> Task to carry out: For every entry that follows, return an identical copy.

---------- Data for analysis

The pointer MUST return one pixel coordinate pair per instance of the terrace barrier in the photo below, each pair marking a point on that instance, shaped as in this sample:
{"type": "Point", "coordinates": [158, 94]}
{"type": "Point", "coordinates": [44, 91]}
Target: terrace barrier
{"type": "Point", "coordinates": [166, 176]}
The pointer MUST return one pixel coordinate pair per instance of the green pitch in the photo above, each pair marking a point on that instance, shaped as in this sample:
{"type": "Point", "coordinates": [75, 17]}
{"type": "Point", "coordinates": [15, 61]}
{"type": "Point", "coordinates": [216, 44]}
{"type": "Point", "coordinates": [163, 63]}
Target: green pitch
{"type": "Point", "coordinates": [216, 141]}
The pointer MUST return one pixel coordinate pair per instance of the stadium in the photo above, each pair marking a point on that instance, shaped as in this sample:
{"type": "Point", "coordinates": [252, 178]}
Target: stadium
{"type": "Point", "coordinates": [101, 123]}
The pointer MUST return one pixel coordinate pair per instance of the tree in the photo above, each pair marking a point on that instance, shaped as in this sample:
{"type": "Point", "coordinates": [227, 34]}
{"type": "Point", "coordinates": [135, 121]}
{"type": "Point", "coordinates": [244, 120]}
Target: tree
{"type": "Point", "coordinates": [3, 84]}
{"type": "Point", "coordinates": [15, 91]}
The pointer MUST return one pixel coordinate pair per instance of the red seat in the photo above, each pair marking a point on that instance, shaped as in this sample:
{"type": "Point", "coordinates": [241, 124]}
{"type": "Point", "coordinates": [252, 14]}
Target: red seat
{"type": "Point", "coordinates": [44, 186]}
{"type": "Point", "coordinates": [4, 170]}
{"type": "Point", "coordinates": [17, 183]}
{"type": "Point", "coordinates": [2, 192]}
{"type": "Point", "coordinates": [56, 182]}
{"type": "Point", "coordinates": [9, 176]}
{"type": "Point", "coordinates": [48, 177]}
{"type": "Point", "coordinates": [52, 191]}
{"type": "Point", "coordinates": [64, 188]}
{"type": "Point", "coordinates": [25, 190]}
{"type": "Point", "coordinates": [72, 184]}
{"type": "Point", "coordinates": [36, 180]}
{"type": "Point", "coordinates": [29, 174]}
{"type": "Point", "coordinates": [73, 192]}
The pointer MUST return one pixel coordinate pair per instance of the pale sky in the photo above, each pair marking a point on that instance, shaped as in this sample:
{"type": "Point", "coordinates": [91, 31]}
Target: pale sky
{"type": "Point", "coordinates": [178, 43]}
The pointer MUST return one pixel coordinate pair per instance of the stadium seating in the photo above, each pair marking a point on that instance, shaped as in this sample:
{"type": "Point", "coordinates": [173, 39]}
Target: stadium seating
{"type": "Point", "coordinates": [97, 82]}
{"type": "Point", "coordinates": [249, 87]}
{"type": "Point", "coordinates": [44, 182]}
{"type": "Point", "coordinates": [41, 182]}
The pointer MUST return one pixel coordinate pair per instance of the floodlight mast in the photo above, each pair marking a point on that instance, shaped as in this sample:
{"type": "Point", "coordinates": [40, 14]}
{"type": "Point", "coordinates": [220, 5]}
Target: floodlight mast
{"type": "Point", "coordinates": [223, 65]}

--------------------

> Written answer:
The pointer MUST return one pixel coordinate pair per instance of the terrace barrier in the photo below, each pair marking a point on that instance, shaped as in this sample:
{"type": "Point", "coordinates": [158, 94]}
{"type": "Point", "coordinates": [44, 91]}
Target: terrace barrier
{"type": "Point", "coordinates": [166, 176]}
The pointer MUST return one pixel coordinate pair per instance of the green pitch in the photo above, each pair marking a point on that instance, shaped as in this sample:
{"type": "Point", "coordinates": [75, 17]}
{"type": "Point", "coordinates": [15, 61]}
{"type": "Point", "coordinates": [216, 44]}
{"type": "Point", "coordinates": [163, 63]}
Target: green pitch
{"type": "Point", "coordinates": [216, 141]}
The pointer MUST return one pixel coordinate pair per instance of the stadium in the photo above, each pair marking a point on that instance, shaped as in this sample:
{"type": "Point", "coordinates": [252, 178]}
Target: stadium
{"type": "Point", "coordinates": [101, 123]}
The pointer MUST return one pixel coordinate pair per instance of the tree in the photo above, each pair marking a point on that instance, shaped as in this sample:
{"type": "Point", "coordinates": [227, 34]}
{"type": "Point", "coordinates": [135, 121]}
{"type": "Point", "coordinates": [244, 120]}
Target: tree
{"type": "Point", "coordinates": [3, 84]}
{"type": "Point", "coordinates": [15, 91]}
The pointer MUST return one pixel coordinate pair per instance of the red seat in the photo above, each pair marking a point on that instance, shaped as in this sample:
{"type": "Point", "coordinates": [241, 124]}
{"type": "Point", "coordinates": [252, 14]}
Target: red seat
{"type": "Point", "coordinates": [44, 186]}
{"type": "Point", "coordinates": [4, 170]}
{"type": "Point", "coordinates": [17, 183]}
{"type": "Point", "coordinates": [2, 192]}
{"type": "Point", "coordinates": [56, 182]}
{"type": "Point", "coordinates": [9, 176]}
{"type": "Point", "coordinates": [48, 177]}
{"type": "Point", "coordinates": [52, 191]}
{"type": "Point", "coordinates": [64, 188]}
{"type": "Point", "coordinates": [25, 190]}
{"type": "Point", "coordinates": [72, 184]}
{"type": "Point", "coordinates": [36, 180]}
{"type": "Point", "coordinates": [29, 174]}
{"type": "Point", "coordinates": [73, 192]}
The pointer MUST return one pixel coordinate pair per instance of the pale sky in the photo above, each pair marking a point on that instance, shaped as in this sample:
{"type": "Point", "coordinates": [91, 31]}
Target: pale sky
{"type": "Point", "coordinates": [178, 43]}
The pointer MUST return one pixel coordinate pair per instance of the stadium seating in the photo above, each pair marking a point on that instance, shaped as in this sample:
{"type": "Point", "coordinates": [173, 39]}
Target: stadium seating
{"type": "Point", "coordinates": [97, 82]}
{"type": "Point", "coordinates": [249, 87]}
{"type": "Point", "coordinates": [44, 182]}
{"type": "Point", "coordinates": [41, 182]}
The pointer MUST return one pixel coordinate pair per instance of the floodlight mast in the photo above, each pair marking a point on that instance, shaped as in this sample:
{"type": "Point", "coordinates": [40, 14]}
{"type": "Point", "coordinates": [220, 5]}
Target: floodlight mast
{"type": "Point", "coordinates": [223, 65]}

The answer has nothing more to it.